Please swap "minimal padding" for "no extra padding" everywhere in the data below and write every line out again with nothing else changed, leaving out the pictures.

[Collected data entries]
══════════
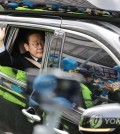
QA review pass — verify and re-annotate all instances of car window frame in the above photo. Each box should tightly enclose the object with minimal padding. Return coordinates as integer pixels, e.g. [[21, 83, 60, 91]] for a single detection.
[[61, 29, 120, 66]]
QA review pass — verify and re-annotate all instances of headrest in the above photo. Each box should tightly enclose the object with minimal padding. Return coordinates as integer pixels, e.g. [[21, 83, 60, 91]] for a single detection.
[[78, 68, 92, 77], [113, 66, 120, 72], [62, 58, 78, 71]]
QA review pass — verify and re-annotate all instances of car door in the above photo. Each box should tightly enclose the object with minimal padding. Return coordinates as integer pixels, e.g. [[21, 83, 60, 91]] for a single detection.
[[57, 21, 120, 133]]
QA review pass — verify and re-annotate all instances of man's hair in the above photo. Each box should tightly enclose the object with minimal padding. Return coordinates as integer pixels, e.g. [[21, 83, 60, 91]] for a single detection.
[[24, 30, 45, 44]]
══════════
* **Solution to this exercise**
QA review pass — verify and re-annotate all instances of car window frame in the above photo. Each box should tightly enclose the object with no extra padding. Return coordinates as integer pixels, e.g. [[21, 83, 60, 91]] for a single detection.
[[61, 29, 120, 66]]
QA review pass — verify and re-annotate all instances of headrest in the above photo. Each box should tightly enclose the object with no extra padding. Return coordinates as integer pixels, e.g. [[21, 83, 60, 91]] for a single detection.
[[78, 68, 92, 77], [113, 66, 120, 72], [62, 58, 78, 71]]
QA review pass — verify and re-annotate all instances of car door in the above photo. Each box should tightly enclose the object with no extra padding. Return coordinates as integer pixels, e.g. [[21, 83, 60, 91]] for a single detection.
[[57, 21, 120, 133]]
QA review pass — verify and re-annotate all instances of man's hair in the above photo. Each box should tightly enclose the object with no extra padding. Return coordinates as integer pixels, e.g. [[21, 83, 60, 91]] for a single detection.
[[24, 30, 45, 44]]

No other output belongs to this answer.